STORED RECORDS:
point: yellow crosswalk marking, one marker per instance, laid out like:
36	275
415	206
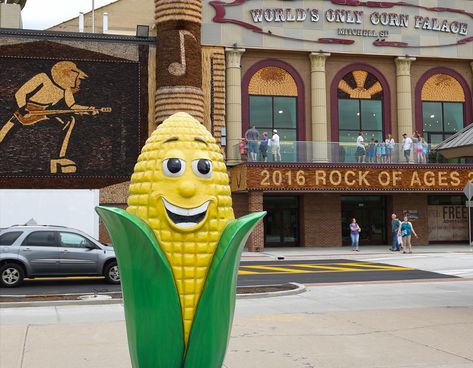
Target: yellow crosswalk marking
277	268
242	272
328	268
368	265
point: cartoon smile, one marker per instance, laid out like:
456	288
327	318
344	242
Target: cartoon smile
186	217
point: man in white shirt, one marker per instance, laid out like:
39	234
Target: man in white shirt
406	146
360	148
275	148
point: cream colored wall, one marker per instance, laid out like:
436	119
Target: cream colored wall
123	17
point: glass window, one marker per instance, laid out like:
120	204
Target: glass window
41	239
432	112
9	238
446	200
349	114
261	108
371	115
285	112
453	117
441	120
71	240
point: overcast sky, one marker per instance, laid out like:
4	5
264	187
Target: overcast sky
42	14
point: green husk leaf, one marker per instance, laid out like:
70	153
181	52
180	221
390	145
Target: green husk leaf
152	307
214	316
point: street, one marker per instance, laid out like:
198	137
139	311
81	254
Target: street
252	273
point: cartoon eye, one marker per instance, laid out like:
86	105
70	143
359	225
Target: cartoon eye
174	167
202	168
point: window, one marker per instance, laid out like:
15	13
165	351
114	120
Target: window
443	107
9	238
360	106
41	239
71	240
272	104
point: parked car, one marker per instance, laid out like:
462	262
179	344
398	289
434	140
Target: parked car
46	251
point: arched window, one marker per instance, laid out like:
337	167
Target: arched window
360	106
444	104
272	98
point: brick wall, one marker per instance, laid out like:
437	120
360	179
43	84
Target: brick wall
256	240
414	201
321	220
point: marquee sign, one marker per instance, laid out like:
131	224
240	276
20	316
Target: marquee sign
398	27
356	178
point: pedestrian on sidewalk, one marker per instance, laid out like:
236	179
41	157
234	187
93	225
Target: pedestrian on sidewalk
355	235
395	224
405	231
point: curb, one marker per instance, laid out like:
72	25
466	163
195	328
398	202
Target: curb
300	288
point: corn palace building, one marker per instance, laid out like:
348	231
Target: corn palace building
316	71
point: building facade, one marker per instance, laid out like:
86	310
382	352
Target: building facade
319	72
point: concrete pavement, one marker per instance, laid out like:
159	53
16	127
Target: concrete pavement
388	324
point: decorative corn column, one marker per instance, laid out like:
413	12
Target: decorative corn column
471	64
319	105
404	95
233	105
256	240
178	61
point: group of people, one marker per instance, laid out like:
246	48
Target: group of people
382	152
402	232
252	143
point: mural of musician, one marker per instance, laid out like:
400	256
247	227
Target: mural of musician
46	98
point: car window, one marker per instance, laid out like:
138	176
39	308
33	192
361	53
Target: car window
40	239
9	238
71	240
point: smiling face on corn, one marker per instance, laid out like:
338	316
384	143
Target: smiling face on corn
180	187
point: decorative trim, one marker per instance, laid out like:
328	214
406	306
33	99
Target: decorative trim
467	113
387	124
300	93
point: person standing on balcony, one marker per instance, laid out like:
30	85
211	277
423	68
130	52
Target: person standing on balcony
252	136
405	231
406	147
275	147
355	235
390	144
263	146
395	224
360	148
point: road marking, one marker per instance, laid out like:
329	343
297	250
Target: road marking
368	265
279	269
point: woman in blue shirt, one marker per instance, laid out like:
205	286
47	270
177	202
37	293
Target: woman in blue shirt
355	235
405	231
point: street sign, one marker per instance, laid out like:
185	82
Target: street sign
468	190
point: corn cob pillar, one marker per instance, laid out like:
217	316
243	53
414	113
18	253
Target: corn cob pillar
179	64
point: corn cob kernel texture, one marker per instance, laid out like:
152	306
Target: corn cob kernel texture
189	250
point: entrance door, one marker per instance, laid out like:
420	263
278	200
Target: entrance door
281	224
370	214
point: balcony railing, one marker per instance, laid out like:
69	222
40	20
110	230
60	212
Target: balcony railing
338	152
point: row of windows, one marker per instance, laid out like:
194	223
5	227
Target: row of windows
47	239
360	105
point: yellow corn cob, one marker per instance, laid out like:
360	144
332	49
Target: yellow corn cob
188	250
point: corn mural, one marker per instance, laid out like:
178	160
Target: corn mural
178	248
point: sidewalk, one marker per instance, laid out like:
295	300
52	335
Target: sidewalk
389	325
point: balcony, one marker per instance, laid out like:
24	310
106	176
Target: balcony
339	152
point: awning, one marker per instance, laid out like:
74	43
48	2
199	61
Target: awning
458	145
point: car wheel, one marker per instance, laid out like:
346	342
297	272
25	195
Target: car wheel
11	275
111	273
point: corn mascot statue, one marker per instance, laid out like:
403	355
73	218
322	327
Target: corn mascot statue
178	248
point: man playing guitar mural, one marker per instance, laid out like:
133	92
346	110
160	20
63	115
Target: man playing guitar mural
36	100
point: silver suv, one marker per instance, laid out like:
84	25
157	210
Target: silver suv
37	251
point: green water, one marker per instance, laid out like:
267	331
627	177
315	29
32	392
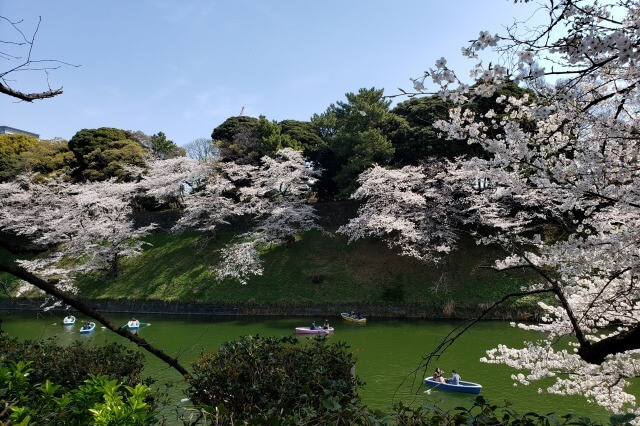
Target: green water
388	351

WHAT NEEDS TO BE DONE: Quote every record above exactly, leaving out the pictures.

THE REPLY:
point: yellow crosswalk marking, one marker per instance, laid out like:
36	275
415	206
Target: yellow crosswalk marking
277	268
242	272
328	268
368	265
point: cartoon smile, one marker per instance, laid out like:
456	288
327	318
344	242
Target: cartoon smile
186	217
point: man in white shirt, one marker per instance, laid out like:
39	234
Target: man in white shirt
406	146
360	148
275	148
point: cream colored wall, one marker per instance, laid out like:
436	119
Target: cream colored wall
123	17
point: glass window, one marker per instance, laid out like:
120	204
Target: glass window
41	239
432	112
9	238
446	200
349	114
261	108
371	115
285	112
453	117
441	120
71	240
point: overcast sky, one marker per instance, laid out like:
4	5
264	187
Target: overcast sky
42	14
point: green husk leaf, one marker per instance, laid out like:
70	153
181	52
180	221
390	145
Target: green husk leaf
152	307
214	316
point: street, one marker per instance, laid out like:
198	137
139	311
81	254
Target: street
252	273
point: cartoon eye, one marker per instance, laid out like:
86	105
70	143
359	225
Target: cartoon eye
174	167
202	168
point: window, one marker per instance, laid out like:
15	13
165	351
114	120
Target: window
443	107
9	238
360	106
41	239
71	240
272	104
point: parked car, one marker per instance, laid out like:
462	262
179	344
398	289
434	140
Target: parked car
46	251
point: arched window, one marker per instance, laid out like:
337	167
Target: arched window
360	106
444	104
272	98
point: brick wall, one marker per instance, laid out like:
437	120
360	179
43	84
Target: brick wall
256	240
414	201
321	220
point: marquee sign, one marker per instance, laid out like:
131	224
240	276
20	316
Target: marquee sign
398	27
356	178
point: pedestrian on sidewalk, one marker per instance, laid out like:
236	179
41	157
234	187
93	225
Target: pedestrian on sidewalk
355	235
395	224
405	231
point: curb, one marker per instance, laid out like:
72	25
466	163
195	328
398	202
Target: curb
300	288
point: corn palace building, one marker per instance, laid out like:
348	231
Target: corn palace building
316	71
point: building facade, one marker per instance, laid out like:
86	310
382	352
Target: building facade
319	72
point: concrete pavement, one marker per instance, laid out like:
159	53
16	127
Target: concrete pavement
388	324
point: decorative corn column, one marker per instance, laid out like:
413	12
Target: decorative corn column
471	64
319	105
404	95
233	105
256	240
178	61
point: group of people, one marker per instance, laid out like:
246	48
Target: group of people
382	152
402	232
252	143
point: mural of musician, one marker per instance, laid out like:
400	256
247	227
Target: mural of musician
46	98
point: car window, one marker per instance, laid out like:
138	176
39	308
33	192
361	53
Target: car window
40	239
9	238
71	240
point: smiling face on corn, one marker per instance, laid out like:
338	316
384	143
Target: smiling face on corn
180	187
point: decorative trim, one marker per instance, laid out like:
328	214
406	306
33	99
Target: decorative trim
467	113
387	124
300	93
point: person standing on balcony, one marker per instance, laid out like:
30	85
211	277
423	68
130	52
Target: person standing on balcony
252	136
405	231
406	147
275	147
355	235
390	144
263	146
395	224
360	148
point: road marking, one marker per instance, laid out like:
329	343
297	250
Target: road marking
368	265
279	269
point: woman in blue shirt, one marker per instance, laid out like:
205	286
47	270
177	202
37	293
Target: woman in blue shirt
355	235
405	231
point: street sign, one marker per instance, laid out like:
185	82
Target: street sign
468	190
point: corn cob pillar, one marker per instance, laid out like:
217	316
243	53
414	113
18	253
Target: corn cob pillar
179	64
point: corn cob kernel texture, one marker per instance, laid out like:
152	306
Target: corn cob kernel texture
189	250
point: entrance door, one marker per instance, laid out like:
420	263
278	200
Target: entrance door
281	224
370	214
point: balcony railing, one marker per instance, laid out like:
69	222
40	20
110	230
60	212
Target: balcony railing
338	152
point: row of windows, one marker per instance, laid out like:
194	223
5	227
Target: row of windows
47	239
360	105
point: yellow corn cob, one marker per instance, laid out like:
360	144
332	49
Target: yellow corn cob
188	250
point: corn mural, one marker per instance, laid out like:
178	160
Target: corn mural
178	248
point: sidewalk, one marker per instance, laid out like:
295	300
52	335
Target: sidewalk
389	325
point: balcony, one marker per instance, laid out like:
24	310
106	176
Target: balcony
339	152
point: awning, one marker per instance, laid out like:
74	43
48	2
199	61
Target: awning
458	145
point: car wheel, one marker per instance, laid out like:
346	342
297	272
25	195
Target: car wheel
11	275
111	273
point: corn mascot statue, one marker per instance, laid out like:
403	355
73	218
322	327
Target: corn mascot statue
178	248
point: man playing guitar mural, one marker per instance, laid out like:
133	92
346	110
160	20
63	115
Target: man playing guitar mural
36	100
point: silver suv, one marker per instance, laid out like:
84	25
157	210
Target: silver suv
37	251
point: green water, one marker per instance, laid out like:
267	331
627	177
315	29
32	392
Target: green water
388	351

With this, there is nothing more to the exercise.